__CONSIGNES__
- A) Dans le texte sur les interventions d'une enseignante, pourquoi présente-t-on le contexte du roman Héloïse ? Répondez en une à trois phrases.
- B) Recopiez, dans le texte sur les interventions d'une enseignante, le passage qui va de « L’échange se résume » jusqu'à « qu’Héloïse contrôle Bernard. » inclus.

__BLOC DE TEXTE__
★ ★ ★ ★ ★ ★ ★
Les résultats de la présente recherche sont exposés sous la forme d’interventions d’une enseignante, observées, analysées et classées. Nous en présentons seulement quelques-unes. L’extrait choisi provient d’un échange dans une équipe d’élèves de 5e secondaire formée d’un garçon et de trois filles. Voici le contexte du roman Héloïse, d’Anne Hébert, qui motive leur discussion, transcrite dans le Tableau 2. À Paris, vers 1970, deux jeunes, Bernard et Christine, s’aiment sans faire encore vie commune. Ils prennent le métro ensemble, mais Christine doit partir la première pour aller chez elle. Bernard entend chanter une voix féminine. Il distingue les paroles, qui parlent d’une femme qu’on n’attendait pas et qui sort de l’ombre. Le métro tombe en panne et c’est le noir. Lorsque l’éclairage revient, une jeune femme «incroyablement belle et pâle» se tient devant lui et «l’observe avec insistance» (Hébert 1980 : 21).
L’échange se résume à la confirmation d’une hypothèse du garçon qui soutient, à l’encontre des filles de son équipe, que la chanson d’Héloïse évoque le chant envoutant d’une sirène, et à la confirmation partielle d’une autre hypothèse, soit qu’Héloïse contrôle Bernard.
★ ★ ★ ★ ★ ★ ★
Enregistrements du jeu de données
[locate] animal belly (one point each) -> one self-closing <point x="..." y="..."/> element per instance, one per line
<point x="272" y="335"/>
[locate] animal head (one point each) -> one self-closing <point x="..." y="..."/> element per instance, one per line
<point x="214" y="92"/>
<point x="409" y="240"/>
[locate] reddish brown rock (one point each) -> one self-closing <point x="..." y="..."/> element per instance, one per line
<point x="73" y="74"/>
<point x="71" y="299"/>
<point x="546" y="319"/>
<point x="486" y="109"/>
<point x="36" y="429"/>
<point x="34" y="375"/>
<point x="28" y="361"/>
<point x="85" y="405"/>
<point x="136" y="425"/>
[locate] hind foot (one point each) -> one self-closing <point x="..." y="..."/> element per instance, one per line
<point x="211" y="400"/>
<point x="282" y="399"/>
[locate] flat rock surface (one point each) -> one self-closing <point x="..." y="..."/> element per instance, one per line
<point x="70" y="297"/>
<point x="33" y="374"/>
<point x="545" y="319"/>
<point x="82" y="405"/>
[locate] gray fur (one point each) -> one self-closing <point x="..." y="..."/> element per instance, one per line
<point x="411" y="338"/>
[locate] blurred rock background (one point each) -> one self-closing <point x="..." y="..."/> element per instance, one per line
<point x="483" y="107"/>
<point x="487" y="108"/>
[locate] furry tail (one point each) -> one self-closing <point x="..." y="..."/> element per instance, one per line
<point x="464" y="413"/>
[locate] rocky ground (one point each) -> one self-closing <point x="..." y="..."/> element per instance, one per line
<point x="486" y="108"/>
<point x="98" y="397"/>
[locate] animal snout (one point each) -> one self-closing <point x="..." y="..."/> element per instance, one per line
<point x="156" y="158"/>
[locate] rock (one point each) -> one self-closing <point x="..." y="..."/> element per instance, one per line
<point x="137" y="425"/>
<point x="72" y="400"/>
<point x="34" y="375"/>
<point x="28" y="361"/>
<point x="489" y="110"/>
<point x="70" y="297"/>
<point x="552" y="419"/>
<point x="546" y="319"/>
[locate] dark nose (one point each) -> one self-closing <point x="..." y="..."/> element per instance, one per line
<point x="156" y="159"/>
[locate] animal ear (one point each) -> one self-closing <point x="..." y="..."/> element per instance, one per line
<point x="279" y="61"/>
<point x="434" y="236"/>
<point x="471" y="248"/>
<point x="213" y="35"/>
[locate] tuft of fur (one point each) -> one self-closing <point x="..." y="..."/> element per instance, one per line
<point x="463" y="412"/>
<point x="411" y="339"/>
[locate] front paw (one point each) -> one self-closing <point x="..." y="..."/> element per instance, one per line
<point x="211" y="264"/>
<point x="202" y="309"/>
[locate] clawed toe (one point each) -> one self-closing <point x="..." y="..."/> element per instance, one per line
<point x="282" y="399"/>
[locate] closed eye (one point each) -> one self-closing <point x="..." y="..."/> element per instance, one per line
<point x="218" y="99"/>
★ ★ ★ ★ ★ ★ ★
__CORRIGÉ__
- A) Le contexte du roman Héloïse, d'Anne Hébert, est présenté parce que c'est lui qui motive la discussion des élèves, transcrite dans le Tableau 2.

- B)
L’échange se résume à la confirmation d’une hypothèse du garçon qui soutient, à l’encontre des filles de son équipe, que la chanson d’Héloïse évoque le chant envoutant d’une sirène, et à la confirmation partielle d’une autre hypothèse, soit qu’Héloïse contrôle Bernard.